◆ Directive
Repeat each of the items below word for word, leaving out the pictures.

◆ Given records
-=-=-=-=-

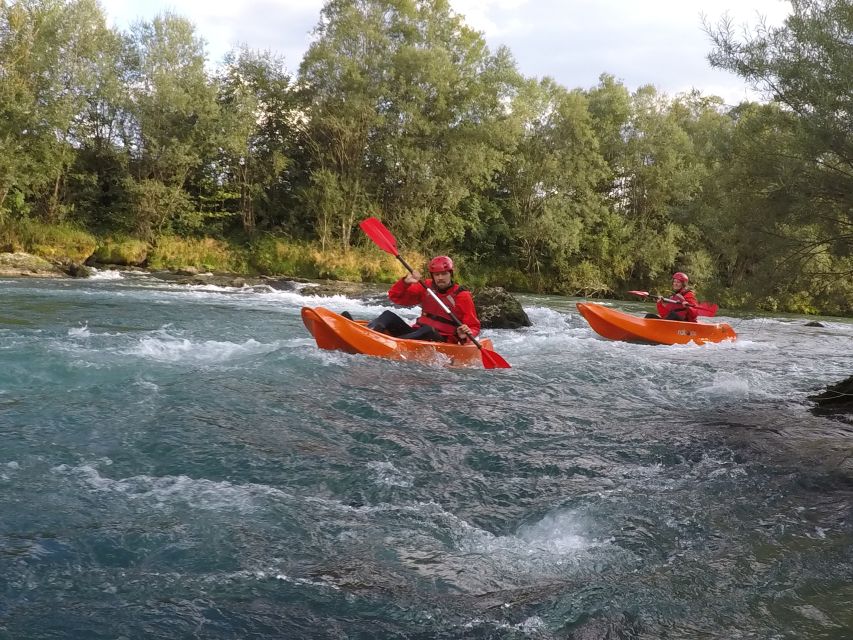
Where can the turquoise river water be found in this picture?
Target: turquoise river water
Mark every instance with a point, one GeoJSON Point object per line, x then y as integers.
{"type": "Point", "coordinates": [183, 462]}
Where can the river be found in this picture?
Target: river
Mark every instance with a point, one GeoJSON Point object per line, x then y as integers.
{"type": "Point", "coordinates": [183, 462]}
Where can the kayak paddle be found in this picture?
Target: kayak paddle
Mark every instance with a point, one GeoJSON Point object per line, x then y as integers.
{"type": "Point", "coordinates": [383, 238]}
{"type": "Point", "coordinates": [703, 308]}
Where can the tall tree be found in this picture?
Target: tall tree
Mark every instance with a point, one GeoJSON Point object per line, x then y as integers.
{"type": "Point", "coordinates": [50, 53]}
{"type": "Point", "coordinates": [405, 107]}
{"type": "Point", "coordinates": [258, 114]}
{"type": "Point", "coordinates": [548, 185]}
{"type": "Point", "coordinates": [173, 135]}
{"type": "Point", "coordinates": [806, 67]}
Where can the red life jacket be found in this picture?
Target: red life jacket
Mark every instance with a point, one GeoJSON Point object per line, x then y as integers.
{"type": "Point", "coordinates": [685, 314]}
{"type": "Point", "coordinates": [434, 316]}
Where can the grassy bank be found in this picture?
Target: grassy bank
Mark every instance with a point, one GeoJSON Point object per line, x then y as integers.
{"type": "Point", "coordinates": [276, 256]}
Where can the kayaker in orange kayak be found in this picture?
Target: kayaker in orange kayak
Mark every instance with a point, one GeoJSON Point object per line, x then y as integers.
{"type": "Point", "coordinates": [680, 304]}
{"type": "Point", "coordinates": [434, 324]}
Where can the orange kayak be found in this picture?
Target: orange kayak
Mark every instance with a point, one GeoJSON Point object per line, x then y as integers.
{"type": "Point", "coordinates": [333, 332]}
{"type": "Point", "coordinates": [617, 325]}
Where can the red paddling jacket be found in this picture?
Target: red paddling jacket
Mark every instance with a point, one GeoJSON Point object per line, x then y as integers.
{"type": "Point", "coordinates": [687, 314]}
{"type": "Point", "coordinates": [458, 300]}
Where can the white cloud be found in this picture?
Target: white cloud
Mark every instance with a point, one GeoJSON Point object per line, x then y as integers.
{"type": "Point", "coordinates": [657, 42]}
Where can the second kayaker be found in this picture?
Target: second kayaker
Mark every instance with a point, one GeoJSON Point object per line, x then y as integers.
{"type": "Point", "coordinates": [681, 304]}
{"type": "Point", "coordinates": [434, 324]}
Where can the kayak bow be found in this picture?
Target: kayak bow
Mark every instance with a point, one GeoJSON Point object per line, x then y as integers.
{"type": "Point", "coordinates": [617, 325]}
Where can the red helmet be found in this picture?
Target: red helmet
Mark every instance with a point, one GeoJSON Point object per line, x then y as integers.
{"type": "Point", "coordinates": [440, 263]}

-=-=-=-=-

◆ Complete response
Where can the turquoise river water be found in this picture?
Target: turquoise river water
Mark every instance with a point, one GeoJSON Point object per line, x then y as integers.
{"type": "Point", "coordinates": [183, 462]}
Where can the river be found in this picture?
Target: river
Mark every instance with a point, one GeoJSON Point object per line, x then y as integers.
{"type": "Point", "coordinates": [183, 462]}
Where can the kayak paddle be found in this picture?
Target: kayak paddle
Mark every instance with a point, one GeoJSON Point object per line, x then y as integers.
{"type": "Point", "coordinates": [383, 238]}
{"type": "Point", "coordinates": [703, 308]}
Where can the tall tree be found in this picture?
Target: tall tree
Mark every instance with a point, one GeoJSON Point object per line, x then y as integers.
{"type": "Point", "coordinates": [50, 53]}
{"type": "Point", "coordinates": [405, 107]}
{"type": "Point", "coordinates": [258, 114]}
{"type": "Point", "coordinates": [548, 185]}
{"type": "Point", "coordinates": [173, 135]}
{"type": "Point", "coordinates": [806, 67]}
Where can the red life jacket be found in this picture?
Target: red life jacket
Mark every instance with a point, one GeoJSON Point object per line, x then y as integers.
{"type": "Point", "coordinates": [685, 314]}
{"type": "Point", "coordinates": [434, 316]}
Where can the grassy bank be found in this picture?
Target: grassy bank
Mark every instance with a point, one GeoJSON Point object per line, x then y as integers.
{"type": "Point", "coordinates": [276, 256]}
Where can the kayaker in orange kayak be found in this picture?
Target: kayaker in orange kayak
Mark every instance with a point, one GeoJSON Point object per line, x then y as integers.
{"type": "Point", "coordinates": [680, 304]}
{"type": "Point", "coordinates": [434, 324]}
Where can the orange kayak be found in this picture?
Target: orange kayak
Mark every instance with a point, one GeoJSON Point object per line, x then y as integers.
{"type": "Point", "coordinates": [333, 332]}
{"type": "Point", "coordinates": [617, 325]}
Where can the red paddling jacket be found in this picture?
Target: red paddling jacket
Mark every instance with a point, one GeoJSON Point object per line, x then y as integers.
{"type": "Point", "coordinates": [687, 314]}
{"type": "Point", "coordinates": [458, 300]}
Where can the white cloud be found in this picture?
Target: white cloud
Mark every instance with a point, one GeoJSON Point object per line, x then y as integers.
{"type": "Point", "coordinates": [657, 42]}
Where can the second kayaker be found in this picture?
Target: second kayaker
Mark every instance with a point, one GeoJSON Point object per line, x then y as integers.
{"type": "Point", "coordinates": [681, 304]}
{"type": "Point", "coordinates": [434, 324]}
Where can the kayak bow be found in this picture?
Target: kayak bow
Mark every instance with a point, one GeoJSON Point object per line, x then y as integers.
{"type": "Point", "coordinates": [617, 325]}
Where can the red helmet be found in this picture?
Target: red helmet
Mark every instance with a point, one GeoJSON Point object per line, x then y as integers.
{"type": "Point", "coordinates": [440, 263]}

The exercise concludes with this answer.